▼▼▼

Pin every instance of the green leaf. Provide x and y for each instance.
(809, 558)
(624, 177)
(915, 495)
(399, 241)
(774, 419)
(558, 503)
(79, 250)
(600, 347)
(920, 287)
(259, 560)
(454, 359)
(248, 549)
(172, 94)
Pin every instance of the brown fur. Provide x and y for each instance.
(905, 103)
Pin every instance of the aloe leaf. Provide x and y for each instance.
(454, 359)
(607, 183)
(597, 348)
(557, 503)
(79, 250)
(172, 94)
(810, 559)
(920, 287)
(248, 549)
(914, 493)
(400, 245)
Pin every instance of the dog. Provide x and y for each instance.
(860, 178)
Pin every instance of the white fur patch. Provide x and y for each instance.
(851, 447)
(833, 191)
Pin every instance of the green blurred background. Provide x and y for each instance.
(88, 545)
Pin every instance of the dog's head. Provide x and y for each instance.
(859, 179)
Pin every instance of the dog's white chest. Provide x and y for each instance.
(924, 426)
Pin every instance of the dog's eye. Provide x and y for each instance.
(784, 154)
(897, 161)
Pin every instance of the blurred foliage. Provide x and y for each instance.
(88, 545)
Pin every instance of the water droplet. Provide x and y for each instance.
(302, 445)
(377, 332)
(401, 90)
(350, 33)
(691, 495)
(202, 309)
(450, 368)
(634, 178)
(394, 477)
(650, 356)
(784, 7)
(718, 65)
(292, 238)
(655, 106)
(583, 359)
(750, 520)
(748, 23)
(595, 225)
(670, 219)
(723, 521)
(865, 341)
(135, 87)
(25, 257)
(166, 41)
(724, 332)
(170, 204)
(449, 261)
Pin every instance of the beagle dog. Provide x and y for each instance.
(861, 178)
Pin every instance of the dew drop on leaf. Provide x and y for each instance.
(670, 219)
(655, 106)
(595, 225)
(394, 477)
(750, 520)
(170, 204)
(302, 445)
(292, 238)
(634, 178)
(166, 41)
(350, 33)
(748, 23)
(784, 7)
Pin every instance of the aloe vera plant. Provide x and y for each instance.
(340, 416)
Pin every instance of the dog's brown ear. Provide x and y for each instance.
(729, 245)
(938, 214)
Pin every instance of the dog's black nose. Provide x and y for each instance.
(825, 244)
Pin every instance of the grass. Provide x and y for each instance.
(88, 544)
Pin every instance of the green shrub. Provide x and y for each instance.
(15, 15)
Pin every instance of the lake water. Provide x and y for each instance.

▲▲▲

* [What is expected]: Quote every entry above word for word, from the first to the last.

* [The solution]:
Pin every instance of the green leaf. Provide x and y for each instance.
(809, 558)
(624, 177)
(915, 495)
(399, 241)
(774, 419)
(558, 503)
(79, 250)
(600, 347)
(920, 287)
(259, 560)
(454, 359)
(248, 549)
(172, 94)
Pin every instance of the brown fur. Provide x and y for each instance.
(905, 103)
Pin every instance of the aloe leaf. Provide x and y for each instance.
(454, 359)
(607, 183)
(597, 348)
(557, 503)
(79, 250)
(172, 94)
(810, 559)
(920, 287)
(248, 549)
(914, 493)
(400, 245)
Pin every instance of the dog. Provide x and y for each instance.
(860, 178)
Pin every instance of the white fur patch. Provide x and y for each instance.
(851, 447)
(833, 191)
Pin every instance of the green blurred background. Provide x and y for each instance.
(88, 545)
Pin every instance of the dog's head. Provide x and y for each instance.
(859, 179)
Pin every instance of the dog's white chest. Provide x and y for each instance.
(924, 426)
Pin every instance of the dog's eye. Provide x and y for each instance.
(784, 154)
(897, 161)
Pin every instance of the blurred foliage. Provide x and y for each instance.
(88, 545)
Pin every instance of the water droplet. Provide x and y for each instance.
(302, 445)
(377, 332)
(401, 90)
(350, 33)
(691, 495)
(202, 309)
(450, 368)
(634, 178)
(394, 477)
(650, 356)
(784, 7)
(718, 65)
(292, 238)
(655, 106)
(583, 359)
(750, 520)
(748, 23)
(595, 225)
(670, 219)
(723, 521)
(865, 341)
(135, 87)
(25, 257)
(166, 41)
(724, 332)
(170, 204)
(449, 261)
Pin every instance of the beagle dog. Provide x and y for each instance.
(861, 178)
Pin every instance of the dew drop on leaf. Provide x and y for each instance.
(670, 219)
(655, 106)
(595, 225)
(394, 477)
(750, 520)
(170, 204)
(302, 445)
(292, 238)
(634, 178)
(166, 41)
(350, 33)
(748, 23)
(784, 7)
Pin every instance of the aloe vera plant. Provide x and y for each instance.
(340, 416)
Pin every instance of the dog's brown ear. Provide x and y for each instance.
(729, 245)
(938, 214)
Pin every instance of the dog's black nose. Provide x and y for each instance.
(825, 244)
Pin every instance of the grass. Provide x and y for each instance.
(88, 544)
Pin every instance of the green shrub. Provide x and y for each instance.
(15, 15)
Pin every instance of the lake water. Provide x and y for each instance.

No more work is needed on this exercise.